Passage to read -

● ● ● ● ●

Station I
The New Boy
Part I · Chapter 1
A ridiculous composite schoolboy's cap held in two hands — the opening chapter, in which the novel does not introduce Emma at all but her future husband, aged fifteen, being laughed at for his hat.
« Nous étions à l'étude, quand le Proviseur entra, suivi d'un nouveau habillé en bourgeois… »
We were in class when the headmaster came in, followed by a new boy in civilian clothes…
Flaubert opens his novel with what appears, at first, to be a joke at a minor character's expense. The narrator is a schoolboy — a we, a collective nous — and a new boy is brought in. He is fifteen. He is awkwardly large. He is from the country. He has a ridiculous cap of composite materials that the schoolmaster makes him remove, put on, and remove again. He cannot say his own name clearly; he garbles it; it is written down as Charbovari. The class laughs. Charles Bovary, too stupefied to cry, stands there with the cap.
And then — in one of the most famous structural decisions in the nineteenth-century novel — the narrator we, after a few paragraphs, simply disappears. The schoolmate vanishes. The book becomes third-person. Charles's story goes on. He finishes school badly, he becomes an officier de santé — a second-tier provincial medical practitioner, not a full physician — he marries an older widow his mother has picked out, the widow dies, and he then sets his eye, without quite knowing what he is doing, on a farmer's daughter named Emma Rouault, whose father he is treating for a broken leg. He marries her. She is his wife. And now the book can begin.

● ● ● ● ●

Supplied material -
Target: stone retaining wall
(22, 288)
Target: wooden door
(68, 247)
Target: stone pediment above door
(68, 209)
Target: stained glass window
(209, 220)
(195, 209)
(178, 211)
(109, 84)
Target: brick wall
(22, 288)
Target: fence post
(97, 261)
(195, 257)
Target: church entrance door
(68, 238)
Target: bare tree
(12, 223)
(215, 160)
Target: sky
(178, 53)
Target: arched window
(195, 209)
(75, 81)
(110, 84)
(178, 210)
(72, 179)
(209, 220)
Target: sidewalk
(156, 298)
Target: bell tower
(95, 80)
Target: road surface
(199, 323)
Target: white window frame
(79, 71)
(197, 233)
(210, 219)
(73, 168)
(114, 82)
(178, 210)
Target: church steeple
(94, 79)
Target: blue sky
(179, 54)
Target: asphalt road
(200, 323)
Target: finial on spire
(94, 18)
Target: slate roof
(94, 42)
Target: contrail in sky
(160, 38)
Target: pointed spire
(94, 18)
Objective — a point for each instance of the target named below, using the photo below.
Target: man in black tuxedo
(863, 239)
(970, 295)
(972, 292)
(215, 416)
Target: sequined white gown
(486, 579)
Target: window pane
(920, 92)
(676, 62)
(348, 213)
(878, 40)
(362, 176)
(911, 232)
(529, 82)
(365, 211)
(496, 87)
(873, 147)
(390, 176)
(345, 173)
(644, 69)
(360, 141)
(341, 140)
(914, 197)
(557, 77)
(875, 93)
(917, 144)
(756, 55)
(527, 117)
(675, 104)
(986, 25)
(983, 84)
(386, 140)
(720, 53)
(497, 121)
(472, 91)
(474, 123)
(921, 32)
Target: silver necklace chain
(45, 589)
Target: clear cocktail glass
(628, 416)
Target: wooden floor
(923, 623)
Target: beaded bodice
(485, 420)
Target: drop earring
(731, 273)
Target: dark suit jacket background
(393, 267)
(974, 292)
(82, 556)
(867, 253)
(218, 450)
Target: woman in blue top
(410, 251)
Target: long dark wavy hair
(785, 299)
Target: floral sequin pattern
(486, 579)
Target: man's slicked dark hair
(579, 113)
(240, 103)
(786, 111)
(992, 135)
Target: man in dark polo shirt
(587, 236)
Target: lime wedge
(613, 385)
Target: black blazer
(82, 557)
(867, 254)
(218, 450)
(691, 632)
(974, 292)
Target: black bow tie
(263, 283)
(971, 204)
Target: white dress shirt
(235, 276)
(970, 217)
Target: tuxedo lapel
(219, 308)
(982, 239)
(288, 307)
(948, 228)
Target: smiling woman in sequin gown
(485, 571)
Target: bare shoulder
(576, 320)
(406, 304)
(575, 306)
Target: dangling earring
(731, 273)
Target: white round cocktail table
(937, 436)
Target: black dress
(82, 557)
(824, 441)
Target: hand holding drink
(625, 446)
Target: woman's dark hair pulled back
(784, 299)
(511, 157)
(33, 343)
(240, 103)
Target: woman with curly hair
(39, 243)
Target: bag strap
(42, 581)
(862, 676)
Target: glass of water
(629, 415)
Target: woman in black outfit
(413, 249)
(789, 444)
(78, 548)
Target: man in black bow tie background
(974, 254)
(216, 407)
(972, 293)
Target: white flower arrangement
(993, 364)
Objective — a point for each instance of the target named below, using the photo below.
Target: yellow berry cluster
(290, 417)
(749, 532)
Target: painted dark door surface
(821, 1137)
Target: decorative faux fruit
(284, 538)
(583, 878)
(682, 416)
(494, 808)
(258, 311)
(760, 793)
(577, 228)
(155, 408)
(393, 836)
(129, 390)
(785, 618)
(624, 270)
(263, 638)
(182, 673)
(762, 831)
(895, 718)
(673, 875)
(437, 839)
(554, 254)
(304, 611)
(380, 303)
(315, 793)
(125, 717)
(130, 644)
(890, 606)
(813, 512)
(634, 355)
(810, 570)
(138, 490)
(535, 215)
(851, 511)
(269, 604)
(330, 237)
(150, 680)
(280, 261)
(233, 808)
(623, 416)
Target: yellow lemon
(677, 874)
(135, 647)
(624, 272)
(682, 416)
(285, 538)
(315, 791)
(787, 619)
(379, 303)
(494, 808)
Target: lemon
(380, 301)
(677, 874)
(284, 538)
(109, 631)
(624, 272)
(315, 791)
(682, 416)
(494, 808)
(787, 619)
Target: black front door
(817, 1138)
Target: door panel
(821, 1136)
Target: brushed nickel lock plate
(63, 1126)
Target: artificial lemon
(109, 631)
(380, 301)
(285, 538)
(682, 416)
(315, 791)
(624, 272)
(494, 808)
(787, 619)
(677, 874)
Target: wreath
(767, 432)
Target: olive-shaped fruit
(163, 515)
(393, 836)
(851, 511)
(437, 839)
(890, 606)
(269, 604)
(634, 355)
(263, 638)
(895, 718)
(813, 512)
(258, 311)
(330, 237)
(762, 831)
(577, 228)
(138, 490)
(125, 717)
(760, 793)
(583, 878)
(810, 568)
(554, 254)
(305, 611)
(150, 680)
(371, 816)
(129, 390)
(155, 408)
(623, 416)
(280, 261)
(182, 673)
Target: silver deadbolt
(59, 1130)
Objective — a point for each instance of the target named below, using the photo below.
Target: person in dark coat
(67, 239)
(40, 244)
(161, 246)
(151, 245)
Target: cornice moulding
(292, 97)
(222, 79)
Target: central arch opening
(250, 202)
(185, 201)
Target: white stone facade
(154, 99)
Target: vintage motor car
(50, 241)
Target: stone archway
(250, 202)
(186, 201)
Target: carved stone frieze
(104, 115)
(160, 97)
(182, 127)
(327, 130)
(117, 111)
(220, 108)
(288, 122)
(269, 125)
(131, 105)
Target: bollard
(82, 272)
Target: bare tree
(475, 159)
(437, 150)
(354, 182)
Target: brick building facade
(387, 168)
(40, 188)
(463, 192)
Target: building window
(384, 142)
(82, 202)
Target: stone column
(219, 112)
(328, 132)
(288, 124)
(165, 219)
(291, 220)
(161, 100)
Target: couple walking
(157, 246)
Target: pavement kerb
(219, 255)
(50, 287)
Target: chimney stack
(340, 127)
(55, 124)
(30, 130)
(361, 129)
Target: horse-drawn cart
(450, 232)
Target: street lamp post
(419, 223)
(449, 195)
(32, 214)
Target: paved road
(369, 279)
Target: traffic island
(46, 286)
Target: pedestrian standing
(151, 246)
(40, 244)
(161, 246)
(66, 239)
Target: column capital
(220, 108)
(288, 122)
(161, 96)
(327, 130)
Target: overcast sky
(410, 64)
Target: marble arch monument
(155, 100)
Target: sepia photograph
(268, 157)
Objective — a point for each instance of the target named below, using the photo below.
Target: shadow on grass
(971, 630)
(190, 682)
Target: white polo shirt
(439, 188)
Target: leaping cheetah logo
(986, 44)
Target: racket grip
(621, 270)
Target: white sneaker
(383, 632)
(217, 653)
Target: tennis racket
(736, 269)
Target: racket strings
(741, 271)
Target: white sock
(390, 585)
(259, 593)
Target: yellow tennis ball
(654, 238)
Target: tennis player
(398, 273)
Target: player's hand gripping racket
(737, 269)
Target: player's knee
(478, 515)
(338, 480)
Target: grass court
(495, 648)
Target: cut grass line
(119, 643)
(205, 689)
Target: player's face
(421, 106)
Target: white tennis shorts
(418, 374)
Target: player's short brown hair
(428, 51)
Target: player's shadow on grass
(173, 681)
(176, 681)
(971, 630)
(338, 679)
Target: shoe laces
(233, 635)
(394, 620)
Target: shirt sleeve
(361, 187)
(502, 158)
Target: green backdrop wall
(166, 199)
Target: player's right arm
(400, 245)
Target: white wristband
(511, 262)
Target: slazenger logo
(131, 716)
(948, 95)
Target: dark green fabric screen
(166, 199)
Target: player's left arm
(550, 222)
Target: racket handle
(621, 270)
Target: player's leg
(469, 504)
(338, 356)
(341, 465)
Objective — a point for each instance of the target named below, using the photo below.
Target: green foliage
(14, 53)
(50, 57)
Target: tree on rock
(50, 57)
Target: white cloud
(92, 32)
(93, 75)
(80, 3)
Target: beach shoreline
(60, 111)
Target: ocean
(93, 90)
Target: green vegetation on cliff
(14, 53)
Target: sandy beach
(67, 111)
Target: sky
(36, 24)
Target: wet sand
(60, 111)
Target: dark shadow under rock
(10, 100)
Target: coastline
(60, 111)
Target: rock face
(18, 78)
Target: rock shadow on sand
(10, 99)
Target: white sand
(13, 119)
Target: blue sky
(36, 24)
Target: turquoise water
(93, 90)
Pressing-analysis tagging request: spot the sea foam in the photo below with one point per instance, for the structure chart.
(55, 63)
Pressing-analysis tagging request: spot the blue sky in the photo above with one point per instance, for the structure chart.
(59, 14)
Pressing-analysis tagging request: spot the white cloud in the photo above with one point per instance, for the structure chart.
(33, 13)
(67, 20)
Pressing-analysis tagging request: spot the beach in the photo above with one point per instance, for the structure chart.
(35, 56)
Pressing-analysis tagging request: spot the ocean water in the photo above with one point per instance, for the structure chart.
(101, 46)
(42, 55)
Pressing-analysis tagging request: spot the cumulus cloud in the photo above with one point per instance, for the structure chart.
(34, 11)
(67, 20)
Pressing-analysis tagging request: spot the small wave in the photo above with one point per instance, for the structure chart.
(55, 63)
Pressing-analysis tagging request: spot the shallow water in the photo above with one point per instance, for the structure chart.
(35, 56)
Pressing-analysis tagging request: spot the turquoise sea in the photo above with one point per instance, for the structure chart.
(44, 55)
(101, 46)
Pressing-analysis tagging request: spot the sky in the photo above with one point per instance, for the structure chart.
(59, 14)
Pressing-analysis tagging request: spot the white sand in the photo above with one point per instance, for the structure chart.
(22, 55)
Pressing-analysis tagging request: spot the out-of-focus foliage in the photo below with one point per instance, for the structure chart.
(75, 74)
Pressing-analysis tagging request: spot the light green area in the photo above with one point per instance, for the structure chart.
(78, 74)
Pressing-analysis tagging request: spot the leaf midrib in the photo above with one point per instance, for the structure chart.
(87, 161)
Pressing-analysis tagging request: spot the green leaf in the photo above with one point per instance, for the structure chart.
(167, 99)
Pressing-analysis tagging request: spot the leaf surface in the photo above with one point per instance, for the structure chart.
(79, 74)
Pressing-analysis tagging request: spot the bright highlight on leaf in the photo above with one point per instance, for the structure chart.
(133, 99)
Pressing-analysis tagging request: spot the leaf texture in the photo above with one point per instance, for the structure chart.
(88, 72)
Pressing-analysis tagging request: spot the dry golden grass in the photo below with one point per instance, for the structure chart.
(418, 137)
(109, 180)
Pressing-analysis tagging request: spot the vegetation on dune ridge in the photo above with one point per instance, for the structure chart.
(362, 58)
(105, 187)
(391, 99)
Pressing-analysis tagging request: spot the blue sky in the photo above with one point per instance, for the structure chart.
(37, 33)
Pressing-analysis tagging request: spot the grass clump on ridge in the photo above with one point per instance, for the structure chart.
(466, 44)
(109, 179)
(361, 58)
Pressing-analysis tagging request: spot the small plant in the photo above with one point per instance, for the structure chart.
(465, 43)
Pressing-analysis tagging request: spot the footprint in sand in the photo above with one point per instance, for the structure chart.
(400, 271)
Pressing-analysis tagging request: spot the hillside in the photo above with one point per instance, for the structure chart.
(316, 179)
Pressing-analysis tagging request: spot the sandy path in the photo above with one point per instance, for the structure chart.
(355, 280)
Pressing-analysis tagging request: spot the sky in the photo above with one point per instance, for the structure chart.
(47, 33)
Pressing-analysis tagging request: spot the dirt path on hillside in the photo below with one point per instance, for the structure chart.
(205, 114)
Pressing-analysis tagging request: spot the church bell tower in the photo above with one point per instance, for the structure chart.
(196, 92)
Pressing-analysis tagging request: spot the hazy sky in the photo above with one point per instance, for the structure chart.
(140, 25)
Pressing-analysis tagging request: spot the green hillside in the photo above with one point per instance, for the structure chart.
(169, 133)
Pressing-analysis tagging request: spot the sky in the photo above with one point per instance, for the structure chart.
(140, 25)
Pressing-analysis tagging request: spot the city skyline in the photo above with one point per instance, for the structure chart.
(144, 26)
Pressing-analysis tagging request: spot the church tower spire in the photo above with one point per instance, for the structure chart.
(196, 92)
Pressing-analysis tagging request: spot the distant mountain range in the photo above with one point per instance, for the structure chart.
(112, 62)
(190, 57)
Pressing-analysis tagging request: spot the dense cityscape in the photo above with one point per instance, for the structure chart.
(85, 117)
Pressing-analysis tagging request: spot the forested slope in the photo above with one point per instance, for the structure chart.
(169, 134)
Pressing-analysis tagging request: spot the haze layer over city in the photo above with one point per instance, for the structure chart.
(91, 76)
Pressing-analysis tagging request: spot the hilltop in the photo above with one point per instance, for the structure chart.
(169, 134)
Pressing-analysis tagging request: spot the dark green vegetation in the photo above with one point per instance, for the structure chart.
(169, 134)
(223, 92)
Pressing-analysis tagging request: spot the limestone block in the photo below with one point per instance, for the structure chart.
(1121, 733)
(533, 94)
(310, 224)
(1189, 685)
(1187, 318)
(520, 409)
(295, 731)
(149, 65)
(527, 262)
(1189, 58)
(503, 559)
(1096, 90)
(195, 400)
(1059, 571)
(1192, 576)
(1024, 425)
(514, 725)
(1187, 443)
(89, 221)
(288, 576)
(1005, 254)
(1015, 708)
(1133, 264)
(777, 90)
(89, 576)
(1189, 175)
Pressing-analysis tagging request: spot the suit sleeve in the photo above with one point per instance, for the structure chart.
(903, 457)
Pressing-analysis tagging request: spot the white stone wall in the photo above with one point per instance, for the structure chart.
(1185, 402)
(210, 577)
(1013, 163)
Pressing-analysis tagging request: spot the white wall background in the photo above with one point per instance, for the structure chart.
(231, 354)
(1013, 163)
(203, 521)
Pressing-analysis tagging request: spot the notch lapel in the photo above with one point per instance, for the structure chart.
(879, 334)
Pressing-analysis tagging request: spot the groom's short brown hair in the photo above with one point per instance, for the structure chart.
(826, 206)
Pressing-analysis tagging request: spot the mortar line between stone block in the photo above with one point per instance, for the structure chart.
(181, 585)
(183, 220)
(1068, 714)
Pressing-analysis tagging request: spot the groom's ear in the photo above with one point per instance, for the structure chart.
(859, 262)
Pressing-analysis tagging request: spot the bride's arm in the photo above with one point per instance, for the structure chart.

● ● ● ● ●

Parts of the exercise -
[A] Answer these questions from the commentary on the opening chapter:
(i) How old is the new boy when he is brought into the class?
(ii) How is his name written down after he garbles it?
(iii) What occupation does Charles take up after finishing school?
[B] Swap "broken leg" for "fractured leg" in the commentary on the opening chapter, and write out the section between "And then — in" and "book can begin.", inclusive.
[C] Pick up the commentary on the opening chapter after its final sentence and carry it further.
The material given above is separate from the commentary on the opening chapter.

Results for the exercise -
[A]
(i) Fifteen.
(ii) Charbovari.
(iii) He becomes an officier de santé, a second-tier provincial medical practitioner rather than a full physician.

[B]
And then — in one of the most famous structural decisions in the nineteenth-century novel — the narrator we, after a few paragraphs, simply disappears. The schoolmate vanishes. The book becomes third-person. Charles's story goes on. He finishes school badly, he becomes an officier de santé — a second-tier provincial medical practitioner, not a full physician — he marries an older widow his mother has picked out, the widow dies, and he then sets his eye, without quite knowing what he is doing, on a farmer's daughter named Emma Rouault, whose father he is treating for a fractured leg. He marries her. She is his wife. And now the book can begin.

[C]
But Flaubert has done something on these opening pages that the rest of the novel is going to pay off in full. He has given us the exact measure of the man Emma is marrying. Charles Bovary is not a bad husband. He is not a cruel one. He is simply, flatly, the same unimaginative fifteen-year-old with a composite cap that he was on the first page. He has, as an adult, a patient kindness that never rises to interest. He loves his food. He loves his slippers. He loves his wife in a way that never for one instant reaches her. He has no curiosity about her. He has no capacity to notice when she is unhappy. He eats after she has stopped. He falls asleep a few minutes before she does. He is utterly faithful, utterly generous, utterly earnest, and utterly, utterly dull.
This is Flaubert's trap. A story in which a young woman is trapped in a marriage with a monster is an old story and a simple one. The great cruelty of Madame Bovary is that Emma is trapped in a marriage with a good man who is also a bore. Flaubert is refusing the reader any easy judgment. Charles is nice. Charles is innocent. Charles does not deserve, by any common measure, what is going to happen to him. And yet every page of the rest of the novel is going to come from the fact that his wife cannot breathe in the same room with him.
The opening is the calmest chapter in the book. It is a sunlit schoolroom. A boy in a bad cap is being laughed at. Flaubert has set up, quietly, the man whose perfect blandness is going to kill the woman he loves.
The great cruelty of Madame Bovary is that Emma is trapped in a marriage with a good man who is also a bore. Charles does not deserve, by any common measure, what is going to happen to him.
Flaubert drafted the opening fourteen times. He said he needed the cap to be exactly as ridiculous as a reader could picture. He tore up three versions of the cap.